• **ACTIVITY**
Locate every line below that contains the word "human" and copy it.

━━ DATA SHOWN

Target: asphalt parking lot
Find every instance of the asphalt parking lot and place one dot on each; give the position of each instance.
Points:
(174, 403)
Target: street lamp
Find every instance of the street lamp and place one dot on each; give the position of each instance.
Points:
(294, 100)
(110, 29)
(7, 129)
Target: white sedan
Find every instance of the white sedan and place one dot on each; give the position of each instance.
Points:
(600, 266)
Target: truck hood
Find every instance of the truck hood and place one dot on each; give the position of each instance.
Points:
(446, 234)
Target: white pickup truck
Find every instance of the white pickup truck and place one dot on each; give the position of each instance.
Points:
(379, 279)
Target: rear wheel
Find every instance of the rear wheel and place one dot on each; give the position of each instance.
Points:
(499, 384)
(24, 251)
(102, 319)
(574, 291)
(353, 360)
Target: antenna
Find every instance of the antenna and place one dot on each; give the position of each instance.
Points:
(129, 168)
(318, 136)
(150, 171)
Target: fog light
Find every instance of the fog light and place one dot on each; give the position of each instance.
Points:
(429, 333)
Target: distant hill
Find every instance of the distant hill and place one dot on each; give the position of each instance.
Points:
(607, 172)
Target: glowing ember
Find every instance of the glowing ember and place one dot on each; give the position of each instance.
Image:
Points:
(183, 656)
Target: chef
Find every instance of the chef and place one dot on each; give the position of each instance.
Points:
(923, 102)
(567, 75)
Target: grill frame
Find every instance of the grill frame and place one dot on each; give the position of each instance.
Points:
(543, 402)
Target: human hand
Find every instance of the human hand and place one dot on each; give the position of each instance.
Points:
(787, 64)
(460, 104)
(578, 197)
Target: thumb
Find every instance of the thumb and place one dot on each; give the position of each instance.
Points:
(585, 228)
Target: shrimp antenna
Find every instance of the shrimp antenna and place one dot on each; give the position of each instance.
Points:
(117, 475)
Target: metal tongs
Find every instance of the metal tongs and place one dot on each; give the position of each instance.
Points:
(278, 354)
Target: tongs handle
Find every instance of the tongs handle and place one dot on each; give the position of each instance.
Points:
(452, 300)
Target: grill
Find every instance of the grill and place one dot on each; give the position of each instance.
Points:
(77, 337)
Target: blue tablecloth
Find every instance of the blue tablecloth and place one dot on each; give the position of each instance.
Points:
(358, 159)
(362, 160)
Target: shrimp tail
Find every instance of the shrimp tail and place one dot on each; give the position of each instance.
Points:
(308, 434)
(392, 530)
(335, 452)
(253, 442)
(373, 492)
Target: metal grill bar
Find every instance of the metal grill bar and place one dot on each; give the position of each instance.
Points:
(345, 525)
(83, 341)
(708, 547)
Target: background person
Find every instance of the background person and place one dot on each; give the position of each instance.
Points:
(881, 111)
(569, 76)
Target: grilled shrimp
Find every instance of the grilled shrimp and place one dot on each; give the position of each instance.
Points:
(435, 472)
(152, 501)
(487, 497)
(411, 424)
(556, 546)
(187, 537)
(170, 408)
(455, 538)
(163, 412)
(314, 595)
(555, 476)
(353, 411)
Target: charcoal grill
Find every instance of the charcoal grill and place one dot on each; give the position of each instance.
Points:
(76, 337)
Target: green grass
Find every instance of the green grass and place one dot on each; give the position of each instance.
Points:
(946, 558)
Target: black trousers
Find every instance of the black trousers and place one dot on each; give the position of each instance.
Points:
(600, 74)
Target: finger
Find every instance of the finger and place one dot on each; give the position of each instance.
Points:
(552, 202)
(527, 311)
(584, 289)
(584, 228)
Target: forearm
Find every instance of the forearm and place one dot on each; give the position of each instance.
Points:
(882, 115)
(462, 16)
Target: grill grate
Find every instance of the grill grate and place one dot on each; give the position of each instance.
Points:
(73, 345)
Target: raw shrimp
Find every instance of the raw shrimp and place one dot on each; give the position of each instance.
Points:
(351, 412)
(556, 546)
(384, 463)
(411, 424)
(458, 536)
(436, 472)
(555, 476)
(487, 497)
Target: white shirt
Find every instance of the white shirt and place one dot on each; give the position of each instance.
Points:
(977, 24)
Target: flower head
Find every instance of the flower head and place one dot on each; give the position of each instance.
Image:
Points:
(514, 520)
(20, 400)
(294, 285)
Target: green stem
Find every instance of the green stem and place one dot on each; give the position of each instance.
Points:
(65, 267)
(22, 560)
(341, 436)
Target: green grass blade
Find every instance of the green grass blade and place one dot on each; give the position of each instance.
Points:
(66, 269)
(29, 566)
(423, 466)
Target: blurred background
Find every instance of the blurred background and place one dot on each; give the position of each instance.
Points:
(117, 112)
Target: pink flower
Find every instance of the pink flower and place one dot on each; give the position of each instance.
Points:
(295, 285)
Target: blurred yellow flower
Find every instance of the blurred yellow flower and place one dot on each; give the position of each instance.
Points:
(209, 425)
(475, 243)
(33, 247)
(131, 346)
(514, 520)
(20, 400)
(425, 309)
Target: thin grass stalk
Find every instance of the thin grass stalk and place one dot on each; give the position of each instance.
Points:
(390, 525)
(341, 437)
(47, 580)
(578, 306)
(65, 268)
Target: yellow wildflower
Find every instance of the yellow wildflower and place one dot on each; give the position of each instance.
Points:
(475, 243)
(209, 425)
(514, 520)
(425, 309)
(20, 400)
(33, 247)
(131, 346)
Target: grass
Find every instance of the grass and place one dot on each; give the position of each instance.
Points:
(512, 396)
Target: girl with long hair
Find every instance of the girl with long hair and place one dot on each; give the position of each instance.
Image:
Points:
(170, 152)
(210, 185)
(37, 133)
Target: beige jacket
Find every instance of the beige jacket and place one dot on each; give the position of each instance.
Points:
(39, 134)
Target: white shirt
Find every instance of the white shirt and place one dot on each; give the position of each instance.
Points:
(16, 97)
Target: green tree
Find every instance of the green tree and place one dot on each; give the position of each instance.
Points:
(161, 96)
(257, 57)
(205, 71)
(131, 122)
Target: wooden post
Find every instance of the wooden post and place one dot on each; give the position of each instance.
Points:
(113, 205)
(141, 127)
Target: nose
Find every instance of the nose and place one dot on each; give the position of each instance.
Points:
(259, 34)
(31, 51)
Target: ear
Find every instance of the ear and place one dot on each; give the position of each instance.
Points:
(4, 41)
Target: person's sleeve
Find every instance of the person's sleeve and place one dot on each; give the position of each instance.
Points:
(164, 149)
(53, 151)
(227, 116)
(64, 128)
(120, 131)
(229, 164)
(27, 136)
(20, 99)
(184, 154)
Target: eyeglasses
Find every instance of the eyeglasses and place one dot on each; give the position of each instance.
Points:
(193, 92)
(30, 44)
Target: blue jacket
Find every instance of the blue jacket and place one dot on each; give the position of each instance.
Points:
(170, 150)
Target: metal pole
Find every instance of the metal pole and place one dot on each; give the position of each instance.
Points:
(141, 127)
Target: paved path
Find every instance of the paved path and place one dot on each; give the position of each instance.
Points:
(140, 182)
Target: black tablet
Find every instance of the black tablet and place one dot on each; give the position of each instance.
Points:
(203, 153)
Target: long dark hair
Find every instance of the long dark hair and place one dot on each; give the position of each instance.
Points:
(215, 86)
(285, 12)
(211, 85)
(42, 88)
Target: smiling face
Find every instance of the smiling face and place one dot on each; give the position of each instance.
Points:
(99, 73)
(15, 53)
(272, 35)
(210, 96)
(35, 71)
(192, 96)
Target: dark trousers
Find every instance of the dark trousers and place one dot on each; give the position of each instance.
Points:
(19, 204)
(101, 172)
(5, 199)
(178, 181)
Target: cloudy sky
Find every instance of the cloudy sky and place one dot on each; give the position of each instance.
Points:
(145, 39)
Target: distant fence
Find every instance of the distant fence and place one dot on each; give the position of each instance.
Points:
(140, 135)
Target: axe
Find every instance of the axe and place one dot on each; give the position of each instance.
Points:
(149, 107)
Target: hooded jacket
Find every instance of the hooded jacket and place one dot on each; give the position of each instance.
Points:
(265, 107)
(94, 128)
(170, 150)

━━━━

• **OUTPUT OF THE EXERCISE**
Target: human hand
Find every instance of the human hand and place one dot on each; give the position of each instance.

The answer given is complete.